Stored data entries
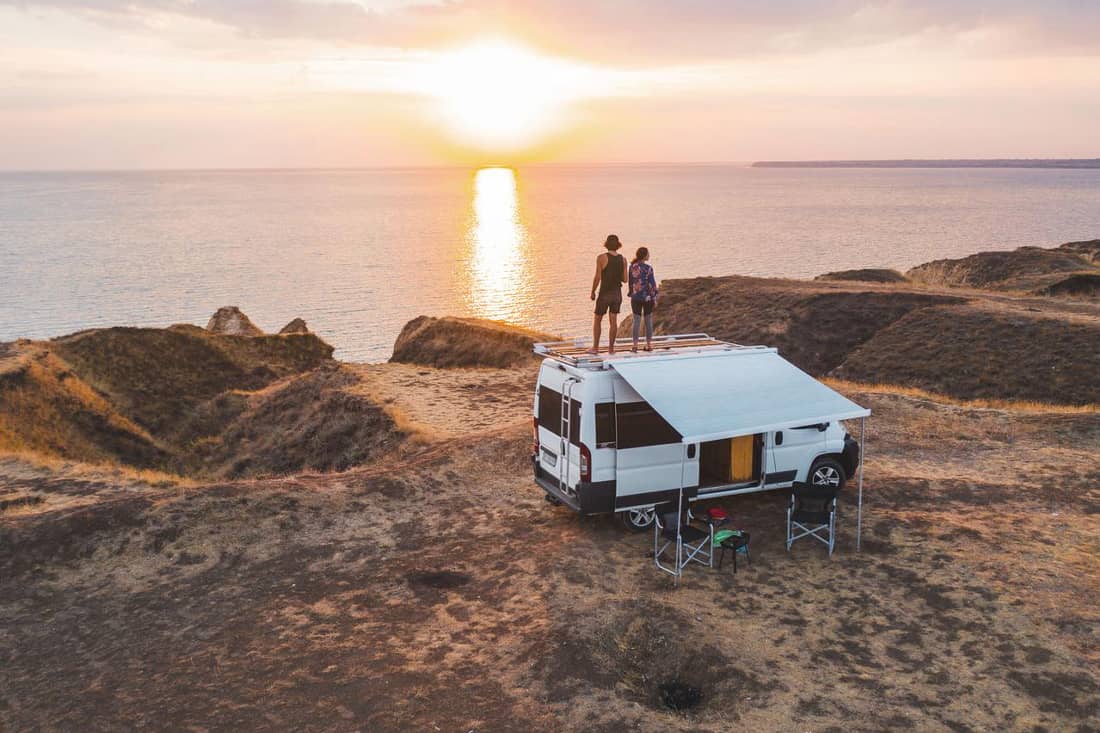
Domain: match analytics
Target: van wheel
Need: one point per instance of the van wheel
(827, 472)
(639, 520)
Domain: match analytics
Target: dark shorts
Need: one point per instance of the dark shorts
(611, 301)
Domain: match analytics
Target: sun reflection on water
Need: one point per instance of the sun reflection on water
(499, 275)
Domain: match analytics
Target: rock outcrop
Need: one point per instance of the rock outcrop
(296, 326)
(1025, 269)
(230, 320)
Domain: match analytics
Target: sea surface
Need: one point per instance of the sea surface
(358, 253)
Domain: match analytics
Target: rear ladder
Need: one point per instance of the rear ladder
(565, 435)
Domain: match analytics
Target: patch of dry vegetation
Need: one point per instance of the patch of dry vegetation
(157, 375)
(310, 422)
(814, 325)
(450, 342)
(985, 351)
(46, 408)
(188, 402)
(1026, 269)
(367, 605)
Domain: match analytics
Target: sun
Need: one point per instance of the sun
(502, 97)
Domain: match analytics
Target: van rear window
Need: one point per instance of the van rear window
(550, 414)
(605, 425)
(640, 425)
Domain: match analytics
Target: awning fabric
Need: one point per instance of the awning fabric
(723, 395)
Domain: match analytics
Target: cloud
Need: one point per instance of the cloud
(629, 32)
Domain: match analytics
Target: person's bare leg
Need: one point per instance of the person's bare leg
(595, 334)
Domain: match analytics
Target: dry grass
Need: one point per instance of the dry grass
(438, 594)
(450, 342)
(1025, 406)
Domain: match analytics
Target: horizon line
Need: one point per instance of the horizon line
(749, 163)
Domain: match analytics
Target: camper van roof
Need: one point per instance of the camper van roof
(574, 352)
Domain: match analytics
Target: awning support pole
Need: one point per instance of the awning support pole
(680, 523)
(862, 460)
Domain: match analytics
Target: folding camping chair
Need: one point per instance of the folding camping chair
(693, 544)
(812, 513)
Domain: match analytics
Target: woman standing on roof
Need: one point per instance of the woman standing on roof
(642, 290)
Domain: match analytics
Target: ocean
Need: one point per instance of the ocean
(358, 253)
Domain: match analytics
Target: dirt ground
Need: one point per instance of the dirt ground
(436, 590)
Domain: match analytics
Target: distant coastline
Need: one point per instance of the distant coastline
(946, 163)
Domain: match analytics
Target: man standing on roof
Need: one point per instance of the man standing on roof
(611, 274)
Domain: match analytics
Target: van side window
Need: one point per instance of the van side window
(550, 414)
(605, 425)
(639, 425)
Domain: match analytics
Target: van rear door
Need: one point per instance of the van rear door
(563, 466)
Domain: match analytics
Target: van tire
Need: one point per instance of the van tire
(639, 520)
(827, 471)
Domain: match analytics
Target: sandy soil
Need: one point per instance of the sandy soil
(437, 590)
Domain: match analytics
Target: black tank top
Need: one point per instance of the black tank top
(611, 279)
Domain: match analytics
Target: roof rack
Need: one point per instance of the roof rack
(574, 352)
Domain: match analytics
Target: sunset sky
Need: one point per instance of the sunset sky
(155, 84)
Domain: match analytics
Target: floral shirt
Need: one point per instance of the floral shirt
(641, 285)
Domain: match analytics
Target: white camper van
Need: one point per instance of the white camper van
(625, 433)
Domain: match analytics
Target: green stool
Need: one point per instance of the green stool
(733, 540)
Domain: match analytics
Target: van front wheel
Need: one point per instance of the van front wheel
(827, 472)
(639, 520)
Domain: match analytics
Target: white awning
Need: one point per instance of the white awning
(715, 396)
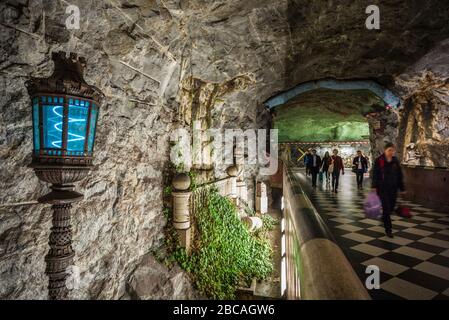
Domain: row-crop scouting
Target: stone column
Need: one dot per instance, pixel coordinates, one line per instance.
(261, 198)
(242, 190)
(181, 208)
(232, 187)
(60, 255)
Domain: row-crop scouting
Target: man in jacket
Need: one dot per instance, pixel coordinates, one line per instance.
(314, 165)
(338, 166)
(307, 161)
(387, 180)
(360, 166)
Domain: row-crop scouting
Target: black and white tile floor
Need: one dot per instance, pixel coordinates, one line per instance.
(413, 265)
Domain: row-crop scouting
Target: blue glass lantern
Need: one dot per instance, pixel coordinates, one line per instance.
(65, 113)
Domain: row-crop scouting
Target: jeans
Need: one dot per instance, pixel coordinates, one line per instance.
(335, 179)
(359, 177)
(388, 199)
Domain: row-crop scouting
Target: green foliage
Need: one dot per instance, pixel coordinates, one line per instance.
(224, 254)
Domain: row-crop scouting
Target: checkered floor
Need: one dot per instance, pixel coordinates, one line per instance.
(414, 264)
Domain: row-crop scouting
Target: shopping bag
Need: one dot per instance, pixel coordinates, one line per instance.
(372, 206)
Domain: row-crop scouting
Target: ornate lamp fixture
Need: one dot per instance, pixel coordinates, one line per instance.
(65, 111)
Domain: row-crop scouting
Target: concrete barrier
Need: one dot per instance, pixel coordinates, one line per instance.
(316, 267)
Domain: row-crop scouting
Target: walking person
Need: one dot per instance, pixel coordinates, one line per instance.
(387, 180)
(326, 161)
(337, 164)
(315, 165)
(360, 166)
(307, 161)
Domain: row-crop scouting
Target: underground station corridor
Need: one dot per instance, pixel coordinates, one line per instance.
(413, 265)
(189, 154)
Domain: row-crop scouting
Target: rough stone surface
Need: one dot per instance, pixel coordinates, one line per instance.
(141, 54)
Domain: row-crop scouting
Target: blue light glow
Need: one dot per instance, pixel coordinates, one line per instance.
(72, 137)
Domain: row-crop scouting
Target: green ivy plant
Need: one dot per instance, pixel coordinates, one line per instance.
(224, 255)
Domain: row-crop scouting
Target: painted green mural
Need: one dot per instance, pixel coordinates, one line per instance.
(326, 115)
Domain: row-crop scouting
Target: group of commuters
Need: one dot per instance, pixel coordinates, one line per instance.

= Assignment =
Search the data for "blue". Copy every line that has it.

= Answer box =
Target: blue glass lantern
Target: blue light glow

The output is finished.